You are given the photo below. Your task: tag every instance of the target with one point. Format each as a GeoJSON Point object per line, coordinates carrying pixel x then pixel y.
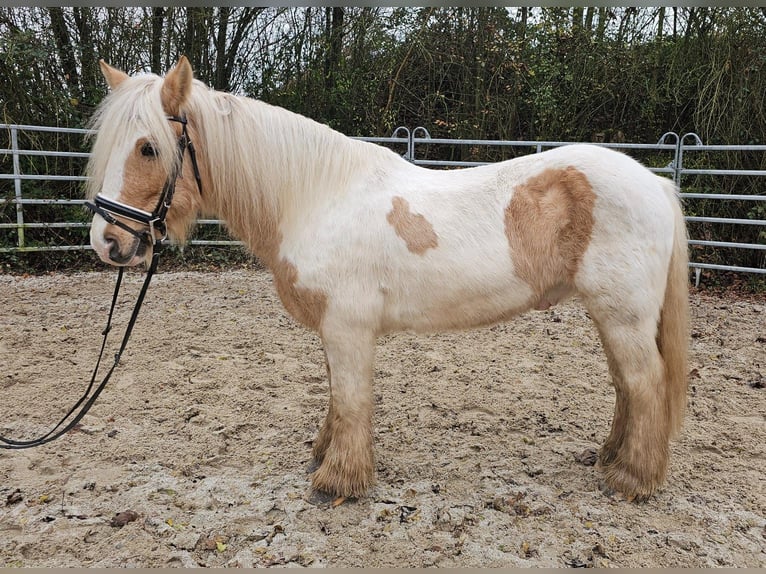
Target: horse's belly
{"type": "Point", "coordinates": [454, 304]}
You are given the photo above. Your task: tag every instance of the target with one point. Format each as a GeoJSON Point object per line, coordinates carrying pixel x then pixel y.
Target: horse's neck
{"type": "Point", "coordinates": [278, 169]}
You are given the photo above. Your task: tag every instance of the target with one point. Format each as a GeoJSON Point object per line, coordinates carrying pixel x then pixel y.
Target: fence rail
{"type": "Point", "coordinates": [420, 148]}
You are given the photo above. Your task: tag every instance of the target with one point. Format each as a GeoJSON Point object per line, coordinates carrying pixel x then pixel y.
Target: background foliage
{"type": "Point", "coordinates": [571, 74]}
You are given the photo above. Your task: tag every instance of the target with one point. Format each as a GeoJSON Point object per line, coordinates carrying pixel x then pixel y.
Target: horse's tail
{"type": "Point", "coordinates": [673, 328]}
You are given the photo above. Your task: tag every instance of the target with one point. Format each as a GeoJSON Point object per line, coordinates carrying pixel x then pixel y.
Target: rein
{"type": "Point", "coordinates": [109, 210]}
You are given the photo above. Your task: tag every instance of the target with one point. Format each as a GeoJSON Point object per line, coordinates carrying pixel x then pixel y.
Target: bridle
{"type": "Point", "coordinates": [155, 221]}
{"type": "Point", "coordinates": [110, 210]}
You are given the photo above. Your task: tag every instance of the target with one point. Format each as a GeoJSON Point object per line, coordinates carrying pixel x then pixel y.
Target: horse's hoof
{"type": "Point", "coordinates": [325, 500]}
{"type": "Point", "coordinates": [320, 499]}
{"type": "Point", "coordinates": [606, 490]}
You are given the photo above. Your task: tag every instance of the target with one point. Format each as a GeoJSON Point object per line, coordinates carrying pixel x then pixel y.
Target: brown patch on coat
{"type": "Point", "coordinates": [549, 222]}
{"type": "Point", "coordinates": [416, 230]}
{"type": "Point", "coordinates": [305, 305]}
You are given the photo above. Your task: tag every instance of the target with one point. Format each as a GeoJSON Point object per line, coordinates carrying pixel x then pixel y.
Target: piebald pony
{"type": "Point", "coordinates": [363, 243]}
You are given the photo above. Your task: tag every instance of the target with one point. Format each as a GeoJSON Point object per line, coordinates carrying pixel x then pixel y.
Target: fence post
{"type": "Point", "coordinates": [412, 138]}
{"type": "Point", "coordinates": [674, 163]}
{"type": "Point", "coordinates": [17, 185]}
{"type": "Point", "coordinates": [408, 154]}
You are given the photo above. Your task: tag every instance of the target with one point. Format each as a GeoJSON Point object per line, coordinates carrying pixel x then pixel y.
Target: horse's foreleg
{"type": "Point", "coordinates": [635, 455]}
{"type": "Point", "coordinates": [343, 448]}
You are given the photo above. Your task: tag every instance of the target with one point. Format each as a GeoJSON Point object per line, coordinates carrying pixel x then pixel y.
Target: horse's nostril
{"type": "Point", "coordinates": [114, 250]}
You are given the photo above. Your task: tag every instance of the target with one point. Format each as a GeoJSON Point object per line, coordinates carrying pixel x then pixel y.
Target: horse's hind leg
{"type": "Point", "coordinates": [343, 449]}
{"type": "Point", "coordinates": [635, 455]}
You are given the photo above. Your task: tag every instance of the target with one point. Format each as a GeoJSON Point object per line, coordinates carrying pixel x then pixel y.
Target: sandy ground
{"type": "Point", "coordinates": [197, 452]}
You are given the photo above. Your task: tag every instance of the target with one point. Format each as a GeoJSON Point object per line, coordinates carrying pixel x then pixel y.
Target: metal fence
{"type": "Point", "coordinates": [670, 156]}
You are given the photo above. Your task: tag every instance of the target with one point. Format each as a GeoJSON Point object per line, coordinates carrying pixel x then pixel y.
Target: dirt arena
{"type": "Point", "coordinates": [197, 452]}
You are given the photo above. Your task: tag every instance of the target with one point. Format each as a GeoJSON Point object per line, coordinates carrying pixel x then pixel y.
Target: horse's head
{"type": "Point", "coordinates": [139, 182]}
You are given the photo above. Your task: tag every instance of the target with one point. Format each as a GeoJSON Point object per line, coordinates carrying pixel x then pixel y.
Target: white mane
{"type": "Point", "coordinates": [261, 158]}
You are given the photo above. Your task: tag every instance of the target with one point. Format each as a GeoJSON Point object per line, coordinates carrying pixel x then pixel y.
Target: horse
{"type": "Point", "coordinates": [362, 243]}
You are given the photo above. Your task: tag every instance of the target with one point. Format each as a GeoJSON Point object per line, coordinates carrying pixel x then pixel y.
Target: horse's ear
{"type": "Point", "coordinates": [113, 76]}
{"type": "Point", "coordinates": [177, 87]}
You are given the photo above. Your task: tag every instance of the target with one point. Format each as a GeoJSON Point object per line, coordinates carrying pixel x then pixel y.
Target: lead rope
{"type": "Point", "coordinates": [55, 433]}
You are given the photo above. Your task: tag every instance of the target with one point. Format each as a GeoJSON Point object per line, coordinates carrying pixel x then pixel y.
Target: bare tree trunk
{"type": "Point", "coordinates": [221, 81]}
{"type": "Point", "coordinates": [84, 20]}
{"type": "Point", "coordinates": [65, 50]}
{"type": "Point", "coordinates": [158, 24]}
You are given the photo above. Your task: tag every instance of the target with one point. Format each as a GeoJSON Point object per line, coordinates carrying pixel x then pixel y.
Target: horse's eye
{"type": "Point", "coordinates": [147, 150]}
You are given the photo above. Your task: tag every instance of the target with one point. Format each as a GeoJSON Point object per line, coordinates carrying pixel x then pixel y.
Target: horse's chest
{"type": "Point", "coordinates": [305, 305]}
########
Please copy out every line above that contains the word "horse".

Target: horse's belly
Target: horse's neck
Target: horse's tail
Target: horse's hoof
Target: horse's foreleg
Target: horse's nostril
Target: horse's hind leg
Target: horse's head
Target: horse
Target: horse's ear
Target: horse's eye
Target: horse's chest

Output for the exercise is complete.